### TASK BRIEF
Repeat the listing in full. Nothing may be added or left out.

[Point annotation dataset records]
· · · · ·

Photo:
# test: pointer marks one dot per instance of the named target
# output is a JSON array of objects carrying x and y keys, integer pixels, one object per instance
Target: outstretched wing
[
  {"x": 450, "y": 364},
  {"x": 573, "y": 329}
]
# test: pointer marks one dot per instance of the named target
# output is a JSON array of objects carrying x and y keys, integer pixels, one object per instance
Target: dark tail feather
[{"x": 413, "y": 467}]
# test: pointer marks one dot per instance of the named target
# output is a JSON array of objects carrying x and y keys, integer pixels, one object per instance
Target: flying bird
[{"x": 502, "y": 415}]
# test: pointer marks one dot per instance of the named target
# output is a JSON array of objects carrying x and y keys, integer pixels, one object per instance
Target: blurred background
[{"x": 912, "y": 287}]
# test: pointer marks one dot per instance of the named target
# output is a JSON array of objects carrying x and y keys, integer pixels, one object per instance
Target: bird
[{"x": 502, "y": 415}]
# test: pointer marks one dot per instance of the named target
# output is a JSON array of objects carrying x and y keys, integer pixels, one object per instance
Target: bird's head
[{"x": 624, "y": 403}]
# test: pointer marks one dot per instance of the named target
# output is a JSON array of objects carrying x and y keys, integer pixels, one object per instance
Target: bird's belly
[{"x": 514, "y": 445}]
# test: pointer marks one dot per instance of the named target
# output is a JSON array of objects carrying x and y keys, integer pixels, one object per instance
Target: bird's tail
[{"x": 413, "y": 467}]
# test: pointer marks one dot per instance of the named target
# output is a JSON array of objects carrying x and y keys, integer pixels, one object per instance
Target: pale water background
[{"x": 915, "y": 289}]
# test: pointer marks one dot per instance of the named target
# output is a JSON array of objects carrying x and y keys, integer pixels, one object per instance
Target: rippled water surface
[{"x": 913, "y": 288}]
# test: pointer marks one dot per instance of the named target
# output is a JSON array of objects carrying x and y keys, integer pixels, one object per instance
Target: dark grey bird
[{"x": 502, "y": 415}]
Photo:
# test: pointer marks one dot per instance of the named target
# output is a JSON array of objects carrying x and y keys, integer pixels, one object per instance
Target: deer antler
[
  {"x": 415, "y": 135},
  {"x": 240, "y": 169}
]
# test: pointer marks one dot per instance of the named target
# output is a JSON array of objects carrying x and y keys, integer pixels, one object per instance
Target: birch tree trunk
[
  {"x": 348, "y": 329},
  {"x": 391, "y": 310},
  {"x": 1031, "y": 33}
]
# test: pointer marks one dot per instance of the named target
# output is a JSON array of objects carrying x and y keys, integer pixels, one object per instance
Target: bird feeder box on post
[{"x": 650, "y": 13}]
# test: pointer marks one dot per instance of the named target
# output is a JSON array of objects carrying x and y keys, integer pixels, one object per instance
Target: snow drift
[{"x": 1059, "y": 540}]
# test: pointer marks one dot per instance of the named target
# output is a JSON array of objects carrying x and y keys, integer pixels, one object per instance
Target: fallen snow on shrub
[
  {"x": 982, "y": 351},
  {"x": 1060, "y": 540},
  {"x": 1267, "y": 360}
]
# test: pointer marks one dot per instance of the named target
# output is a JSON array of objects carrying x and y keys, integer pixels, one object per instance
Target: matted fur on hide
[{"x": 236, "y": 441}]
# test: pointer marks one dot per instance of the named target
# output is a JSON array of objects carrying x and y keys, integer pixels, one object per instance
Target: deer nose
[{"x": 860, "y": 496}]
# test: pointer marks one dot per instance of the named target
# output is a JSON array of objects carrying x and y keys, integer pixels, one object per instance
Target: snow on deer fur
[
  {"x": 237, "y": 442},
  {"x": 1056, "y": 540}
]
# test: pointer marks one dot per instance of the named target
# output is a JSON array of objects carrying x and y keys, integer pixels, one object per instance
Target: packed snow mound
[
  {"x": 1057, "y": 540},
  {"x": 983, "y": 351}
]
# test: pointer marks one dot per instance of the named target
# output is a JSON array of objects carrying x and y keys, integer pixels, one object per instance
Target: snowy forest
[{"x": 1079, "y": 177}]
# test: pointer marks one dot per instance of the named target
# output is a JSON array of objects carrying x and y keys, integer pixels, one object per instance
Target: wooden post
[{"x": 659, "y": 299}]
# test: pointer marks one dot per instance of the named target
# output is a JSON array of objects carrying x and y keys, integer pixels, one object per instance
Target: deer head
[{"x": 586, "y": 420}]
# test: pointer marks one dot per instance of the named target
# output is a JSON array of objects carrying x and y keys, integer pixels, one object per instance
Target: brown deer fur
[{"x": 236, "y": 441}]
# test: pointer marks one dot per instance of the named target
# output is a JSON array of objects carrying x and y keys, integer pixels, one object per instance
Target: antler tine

· · · · ·

### WRITTEN RESPONSE
Photo:
# test: pointer marks one dot per instance of the named target
# output is a JSON array of objects carrying x and y keys, integer pixels, one object per instance
Target: outstretched wing
[
  {"x": 450, "y": 364},
  {"x": 573, "y": 329}
]
# test: pointer marks one dot per instance of the named target
# output is a JSON array of objects carrying x and y keys, integer pixels, one object per instance
Target: dark tail feather
[{"x": 413, "y": 467}]
# test: pointer marks one dot per instance of the named target
# output is a JSON array of objects carrying x and y keys, integer pixels, one object per instance
Target: flying bird
[{"x": 502, "y": 415}]
# test: pointer marks one dot per instance of the named target
# output is a JSON array of objects carrying x and y keys, integer pixels, one object per instance
Target: blurred background
[{"x": 912, "y": 287}]
# test: pointer marks one dot per instance of the named target
# output is a JSON array of objects carrying x and y keys, integer pixels, one object per instance
Target: bird
[{"x": 502, "y": 415}]
# test: pointer marks one dot per instance of the named target
# output is a JSON array of objects carrying x and y keys, integer pixels, one object per instance
Target: bird's head
[{"x": 624, "y": 403}]
# test: pointer marks one dot per instance of the named target
# output is a JSON array of objects carrying x and y keys, integer pixels, one object per instance
Target: bird's belly
[{"x": 514, "y": 445}]
# test: pointer marks one dot per instance of the named target
# output is a JSON array of objects carrying x and y keys, integer pixels, one object per instance
Target: bird's tail
[{"x": 413, "y": 467}]
# test: pointer marks one dot per instance of the named target
# output is a JSON array of objects carrying x and y keys, integer pixels, one object per instance
Target: pale water background
[{"x": 915, "y": 289}]
# test: pointer marks one dot per instance of the named target
# output is a JSON array of objects carrying x and y keys, integer pixels, one object per instance
Target: rippled water surface
[{"x": 913, "y": 288}]
# test: pointer marks one dot per instance of the named target
# output is a JSON array of objects carrying x and y keys, integer pixels, one object per instance
Target: dark grey bird
[{"x": 502, "y": 415}]
Photo:
# test: pointer marks one dot per instance of the named target
# output is a JSON array of objects carrying x and y keys, integer pixels, one object per instance
Target: deer antler
[
  {"x": 415, "y": 135},
  {"x": 240, "y": 169}
]
# test: pointer marks one dot per instance of the named target
# output is a JSON array of objects carrying x and y keys, integer pixels, one object per instance
Target: birch tree trunk
[
  {"x": 348, "y": 329},
  {"x": 391, "y": 310},
  {"x": 1031, "y": 33}
]
# test: pointer marks one dot per instance of the named target
# output is a JSON array of objects carrying x and y keys, integer pixels, one object per instance
Target: bird feeder box on post
[{"x": 650, "y": 13}]
# test: pointer marks one dot per instance of the named target
# output is a JSON array of objects carrying x and y keys, integer pixels, one object per instance
Target: snow drift
[{"x": 1059, "y": 540}]
# test: pointer marks one dot per instance of the named target
# output is a JSON array of objects carrying x and y keys, integer pixels, one object per instance
Target: fallen snow on shrub
[
  {"x": 982, "y": 351},
  {"x": 1060, "y": 540},
  {"x": 1267, "y": 360}
]
# test: pointer marks one dot per instance of the named target
# output is a JSON array of objects carrying x and y keys, integer pixels, one object per instance
Target: matted fur on hide
[{"x": 236, "y": 441}]
# test: pointer marks one dot per instance of the named target
# output is a JSON array of objects carrying x and y keys, integer pixels, one object per instance
Target: deer nose
[{"x": 860, "y": 496}]
# test: pointer marks one dot per instance of the named target
# output is a JSON array of objects carrying x and y keys, integer pixels, one object per instance
Target: snow on deer fur
[
  {"x": 237, "y": 442},
  {"x": 1056, "y": 540}
]
# test: pointer marks one dot per instance of the named target
# output is a JSON array of objects carrying x and y keys, integer pixels, one object per instance
Target: packed snow mound
[
  {"x": 1057, "y": 540},
  {"x": 983, "y": 351}
]
# test: pointer marks one dot per instance of the named target
# output is a JSON array of objects carrying x and y keys, integer pixels, one object per instance
Target: snowy forest
[{"x": 1079, "y": 177}]
# test: pointer marks one dot per instance of the named target
# output is a JSON array of objects carrying x and y keys, integer pixels, one object per instance
Target: wooden post
[{"x": 659, "y": 299}]
# test: pointer marks one dot per instance of the named target
# output is a JSON array of objects carrying x and y keys, integer pixels, one object per instance
Target: deer head
[{"x": 586, "y": 420}]
# test: pointer marks one dot per instance of the named target
# output is a JSON array of objects carrying x and y keys, integer pixels, one object per instance
Target: brown deer fur
[{"x": 236, "y": 441}]
# test: pointer marks one dot per instance of the named target
# output is a JSON array of objects carrying x and y keys, integer pixels, one object per instance
Target: antler tine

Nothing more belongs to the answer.